◆ Exercise prompt
What other name does the excerpt about the Chapel of St. Mary and St. Nathalan give for the chapel?

The Chapel of St. Mary and St. Nathalan is a ruined chapel overlooking the North Sea immediately north of Stonehaven, in the Mearns of Scotland, along the northern shoreline of Stonehaven Bay. (Watt, 1985)  The founding of this Christian place of worship is associated with St. Nathalan. who lived circa 650 AD.  The structure is alternatively known as Cowie Chapel.
The chapel is at the point where the Highland Boundary Fault meets the sea and so is on the dividing line between the highlands and lowlands of Scotland.

◆ Data rows

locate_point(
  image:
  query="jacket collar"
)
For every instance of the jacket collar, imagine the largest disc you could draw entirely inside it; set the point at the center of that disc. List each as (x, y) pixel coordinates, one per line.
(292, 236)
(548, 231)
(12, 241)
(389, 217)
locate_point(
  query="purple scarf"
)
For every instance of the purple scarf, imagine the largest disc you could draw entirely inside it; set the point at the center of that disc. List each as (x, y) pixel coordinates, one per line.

◆ The completed task
Cowie Chapel.